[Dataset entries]
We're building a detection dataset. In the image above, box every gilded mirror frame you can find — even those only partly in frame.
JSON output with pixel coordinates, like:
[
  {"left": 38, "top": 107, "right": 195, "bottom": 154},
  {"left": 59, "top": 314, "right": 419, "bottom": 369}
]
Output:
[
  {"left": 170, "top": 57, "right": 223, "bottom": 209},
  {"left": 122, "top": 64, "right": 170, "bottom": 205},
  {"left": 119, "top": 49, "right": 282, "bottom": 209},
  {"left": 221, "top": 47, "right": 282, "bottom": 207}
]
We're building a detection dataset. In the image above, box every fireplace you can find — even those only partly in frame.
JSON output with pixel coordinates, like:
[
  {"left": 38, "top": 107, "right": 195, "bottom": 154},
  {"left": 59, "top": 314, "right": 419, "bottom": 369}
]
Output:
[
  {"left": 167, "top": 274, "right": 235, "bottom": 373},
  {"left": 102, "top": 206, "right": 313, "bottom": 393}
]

Task: Could I ask you to return the records exactly and in full?

Solved problem:
We're building a detection dataset. In the image above, box every gilded mirror frame you can find — even those only partly in frame.
JSON output with pixel coordinates, like:
[
  {"left": 38, "top": 107, "right": 195, "bottom": 154},
  {"left": 59, "top": 314, "right": 419, "bottom": 369}
]
Output:
[
  {"left": 170, "top": 57, "right": 223, "bottom": 209},
  {"left": 122, "top": 64, "right": 170, "bottom": 205},
  {"left": 119, "top": 49, "right": 282, "bottom": 209},
  {"left": 221, "top": 47, "right": 282, "bottom": 207}
]
We're building a detection dataset. In the image above, box every fireplace you can find — even those only partly in frame.
JSON output with pixel coordinates, like:
[
  {"left": 38, "top": 107, "right": 195, "bottom": 154},
  {"left": 59, "top": 314, "right": 419, "bottom": 369}
]
Output:
[
  {"left": 167, "top": 274, "right": 235, "bottom": 373},
  {"left": 102, "top": 206, "right": 313, "bottom": 393}
]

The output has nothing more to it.